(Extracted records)
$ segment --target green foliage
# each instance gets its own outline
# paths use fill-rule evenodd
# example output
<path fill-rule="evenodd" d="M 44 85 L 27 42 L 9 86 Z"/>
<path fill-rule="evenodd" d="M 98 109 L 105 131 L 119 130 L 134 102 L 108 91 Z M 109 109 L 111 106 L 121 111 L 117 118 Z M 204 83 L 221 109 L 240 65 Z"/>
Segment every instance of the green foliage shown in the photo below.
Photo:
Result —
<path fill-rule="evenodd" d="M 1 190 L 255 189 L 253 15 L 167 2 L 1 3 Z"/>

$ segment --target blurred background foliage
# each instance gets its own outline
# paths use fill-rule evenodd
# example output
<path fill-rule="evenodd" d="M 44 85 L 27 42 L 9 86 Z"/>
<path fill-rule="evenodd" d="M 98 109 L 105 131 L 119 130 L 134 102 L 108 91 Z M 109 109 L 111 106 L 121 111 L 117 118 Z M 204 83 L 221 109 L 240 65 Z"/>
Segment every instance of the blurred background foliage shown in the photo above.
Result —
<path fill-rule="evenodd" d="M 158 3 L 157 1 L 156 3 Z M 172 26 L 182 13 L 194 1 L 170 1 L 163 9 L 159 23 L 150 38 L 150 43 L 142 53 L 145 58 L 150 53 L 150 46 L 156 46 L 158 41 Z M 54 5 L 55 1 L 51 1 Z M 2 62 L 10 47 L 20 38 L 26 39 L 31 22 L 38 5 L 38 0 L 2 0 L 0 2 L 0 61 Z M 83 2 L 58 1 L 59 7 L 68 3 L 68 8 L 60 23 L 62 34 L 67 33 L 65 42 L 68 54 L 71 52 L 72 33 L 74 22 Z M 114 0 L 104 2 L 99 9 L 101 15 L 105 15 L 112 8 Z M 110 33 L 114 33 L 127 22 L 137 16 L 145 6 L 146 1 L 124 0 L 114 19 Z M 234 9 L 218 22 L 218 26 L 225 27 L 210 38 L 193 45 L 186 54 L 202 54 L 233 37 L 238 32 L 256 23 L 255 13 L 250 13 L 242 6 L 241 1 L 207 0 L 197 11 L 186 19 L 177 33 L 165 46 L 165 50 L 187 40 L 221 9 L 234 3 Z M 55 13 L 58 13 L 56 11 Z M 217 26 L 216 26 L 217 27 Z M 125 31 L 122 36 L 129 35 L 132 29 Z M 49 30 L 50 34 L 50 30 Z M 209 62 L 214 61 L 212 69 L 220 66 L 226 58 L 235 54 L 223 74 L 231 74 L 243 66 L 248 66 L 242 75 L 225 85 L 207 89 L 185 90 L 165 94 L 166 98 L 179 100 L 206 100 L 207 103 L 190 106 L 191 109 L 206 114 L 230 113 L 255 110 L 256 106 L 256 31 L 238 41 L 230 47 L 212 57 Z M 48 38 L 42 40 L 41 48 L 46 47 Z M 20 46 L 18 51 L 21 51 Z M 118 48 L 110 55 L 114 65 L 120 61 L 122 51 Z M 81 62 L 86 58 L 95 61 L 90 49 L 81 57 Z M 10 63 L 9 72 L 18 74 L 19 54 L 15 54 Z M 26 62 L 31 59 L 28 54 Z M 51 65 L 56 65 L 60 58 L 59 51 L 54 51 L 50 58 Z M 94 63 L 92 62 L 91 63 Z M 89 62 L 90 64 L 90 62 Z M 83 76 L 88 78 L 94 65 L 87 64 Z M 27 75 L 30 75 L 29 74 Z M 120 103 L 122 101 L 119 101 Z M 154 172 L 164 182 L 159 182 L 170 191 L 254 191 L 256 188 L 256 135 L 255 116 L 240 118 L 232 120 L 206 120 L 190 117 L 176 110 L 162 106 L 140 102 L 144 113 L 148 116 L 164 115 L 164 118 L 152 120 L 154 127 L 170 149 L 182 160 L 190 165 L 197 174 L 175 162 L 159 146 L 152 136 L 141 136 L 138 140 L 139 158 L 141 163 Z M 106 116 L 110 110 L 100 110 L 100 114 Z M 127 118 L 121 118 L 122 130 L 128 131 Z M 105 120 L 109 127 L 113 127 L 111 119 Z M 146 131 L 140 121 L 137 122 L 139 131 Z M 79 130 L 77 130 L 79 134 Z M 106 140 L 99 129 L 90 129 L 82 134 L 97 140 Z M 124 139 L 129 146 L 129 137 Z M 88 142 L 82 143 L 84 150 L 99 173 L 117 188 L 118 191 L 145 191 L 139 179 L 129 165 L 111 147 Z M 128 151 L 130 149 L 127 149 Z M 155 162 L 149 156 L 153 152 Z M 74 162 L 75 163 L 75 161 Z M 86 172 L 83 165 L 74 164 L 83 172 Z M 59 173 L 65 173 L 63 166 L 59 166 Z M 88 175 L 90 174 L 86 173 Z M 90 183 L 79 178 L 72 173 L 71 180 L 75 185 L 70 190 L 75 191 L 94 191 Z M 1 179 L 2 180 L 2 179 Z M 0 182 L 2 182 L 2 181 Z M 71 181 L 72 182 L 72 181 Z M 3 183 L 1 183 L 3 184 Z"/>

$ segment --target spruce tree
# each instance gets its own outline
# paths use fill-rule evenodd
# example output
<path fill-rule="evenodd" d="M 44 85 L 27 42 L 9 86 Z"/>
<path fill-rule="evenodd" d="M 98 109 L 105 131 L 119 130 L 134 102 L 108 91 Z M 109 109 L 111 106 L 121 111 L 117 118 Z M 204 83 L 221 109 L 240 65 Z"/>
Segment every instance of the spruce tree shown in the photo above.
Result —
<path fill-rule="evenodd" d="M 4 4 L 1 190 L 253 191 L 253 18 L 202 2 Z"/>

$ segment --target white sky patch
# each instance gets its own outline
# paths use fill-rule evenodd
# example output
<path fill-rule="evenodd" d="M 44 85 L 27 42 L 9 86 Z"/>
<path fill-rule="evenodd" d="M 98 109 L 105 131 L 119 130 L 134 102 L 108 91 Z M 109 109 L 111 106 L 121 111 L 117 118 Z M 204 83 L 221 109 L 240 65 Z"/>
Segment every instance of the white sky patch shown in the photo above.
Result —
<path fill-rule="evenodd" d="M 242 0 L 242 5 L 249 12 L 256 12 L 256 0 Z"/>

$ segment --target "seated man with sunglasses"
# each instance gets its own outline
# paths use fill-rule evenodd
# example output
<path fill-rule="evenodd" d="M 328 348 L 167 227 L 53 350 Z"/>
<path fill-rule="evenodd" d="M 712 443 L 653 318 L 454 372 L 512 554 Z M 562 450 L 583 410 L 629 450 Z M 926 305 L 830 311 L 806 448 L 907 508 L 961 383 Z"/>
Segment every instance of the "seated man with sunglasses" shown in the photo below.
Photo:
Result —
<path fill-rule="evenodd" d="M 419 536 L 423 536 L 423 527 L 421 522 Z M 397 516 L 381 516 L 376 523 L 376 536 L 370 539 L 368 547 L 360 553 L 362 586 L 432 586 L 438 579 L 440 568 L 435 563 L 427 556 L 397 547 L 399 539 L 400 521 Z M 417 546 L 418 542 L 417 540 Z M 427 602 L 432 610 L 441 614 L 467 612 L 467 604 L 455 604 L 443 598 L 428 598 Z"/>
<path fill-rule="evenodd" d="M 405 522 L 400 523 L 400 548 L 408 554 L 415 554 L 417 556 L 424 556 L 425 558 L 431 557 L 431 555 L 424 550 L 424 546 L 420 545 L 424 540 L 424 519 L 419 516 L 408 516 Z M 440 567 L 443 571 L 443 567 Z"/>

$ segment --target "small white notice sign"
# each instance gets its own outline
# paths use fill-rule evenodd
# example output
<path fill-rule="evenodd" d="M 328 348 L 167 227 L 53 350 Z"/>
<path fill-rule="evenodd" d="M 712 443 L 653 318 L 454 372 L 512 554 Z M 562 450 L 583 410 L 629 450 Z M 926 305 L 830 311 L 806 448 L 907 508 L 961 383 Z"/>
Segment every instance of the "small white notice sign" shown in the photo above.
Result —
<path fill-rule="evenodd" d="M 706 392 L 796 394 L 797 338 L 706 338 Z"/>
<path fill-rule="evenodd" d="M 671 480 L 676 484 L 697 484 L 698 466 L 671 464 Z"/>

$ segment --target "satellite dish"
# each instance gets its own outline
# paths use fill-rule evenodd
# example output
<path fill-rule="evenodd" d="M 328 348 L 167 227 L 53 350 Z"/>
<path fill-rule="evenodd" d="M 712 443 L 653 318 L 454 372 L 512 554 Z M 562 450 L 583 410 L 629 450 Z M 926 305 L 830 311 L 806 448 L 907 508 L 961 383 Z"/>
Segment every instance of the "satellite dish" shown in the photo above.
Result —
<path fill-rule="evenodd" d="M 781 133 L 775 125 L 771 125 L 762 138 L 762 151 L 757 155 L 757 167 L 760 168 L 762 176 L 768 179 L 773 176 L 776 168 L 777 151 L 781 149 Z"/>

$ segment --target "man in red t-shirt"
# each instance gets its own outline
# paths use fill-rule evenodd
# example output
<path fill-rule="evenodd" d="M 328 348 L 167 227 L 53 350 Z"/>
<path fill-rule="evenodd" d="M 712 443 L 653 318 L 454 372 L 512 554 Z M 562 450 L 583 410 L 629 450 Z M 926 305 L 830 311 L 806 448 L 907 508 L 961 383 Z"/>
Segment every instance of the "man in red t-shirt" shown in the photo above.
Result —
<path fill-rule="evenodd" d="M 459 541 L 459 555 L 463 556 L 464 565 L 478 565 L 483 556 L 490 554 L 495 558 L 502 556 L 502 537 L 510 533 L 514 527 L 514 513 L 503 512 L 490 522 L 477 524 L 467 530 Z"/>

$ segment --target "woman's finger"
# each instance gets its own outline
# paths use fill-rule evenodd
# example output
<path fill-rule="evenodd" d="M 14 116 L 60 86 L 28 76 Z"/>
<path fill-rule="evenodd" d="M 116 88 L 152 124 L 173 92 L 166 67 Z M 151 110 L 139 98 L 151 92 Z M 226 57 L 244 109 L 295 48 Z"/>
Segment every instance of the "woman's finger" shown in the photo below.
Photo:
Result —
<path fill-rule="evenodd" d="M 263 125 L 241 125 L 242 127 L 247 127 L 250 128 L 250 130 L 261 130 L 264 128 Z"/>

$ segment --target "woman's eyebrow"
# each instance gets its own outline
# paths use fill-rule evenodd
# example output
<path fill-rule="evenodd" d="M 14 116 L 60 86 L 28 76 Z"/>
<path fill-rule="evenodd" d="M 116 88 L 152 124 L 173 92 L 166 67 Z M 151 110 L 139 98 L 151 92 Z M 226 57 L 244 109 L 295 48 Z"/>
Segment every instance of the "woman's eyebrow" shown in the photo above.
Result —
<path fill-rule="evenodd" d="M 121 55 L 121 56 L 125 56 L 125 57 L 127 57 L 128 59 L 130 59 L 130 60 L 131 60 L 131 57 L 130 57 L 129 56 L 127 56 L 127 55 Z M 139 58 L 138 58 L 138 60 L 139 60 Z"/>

#### What needs to be done
Could you transcribe the lines above, from the line with "--target white sky patch" up to and including the line with "242 0 L 242", without changing anything?

#### Result of the task
$ segment --target white sky patch
# each instance gets its own outline
# paths use fill-rule evenodd
# example output
<path fill-rule="evenodd" d="M 44 85 L 27 42 L 9 86 Z"/>
<path fill-rule="evenodd" d="M 98 109 L 105 131 L 119 130 L 134 102 L 108 91 Z M 109 109 L 111 106 L 121 111 L 117 118 Z M 204 83 L 221 109 L 240 65 Z"/>
Segment every instance of the white sky patch shown in the photo above.
Result —
<path fill-rule="evenodd" d="M 242 0 L 242 5 L 249 12 L 256 12 L 256 0 Z"/>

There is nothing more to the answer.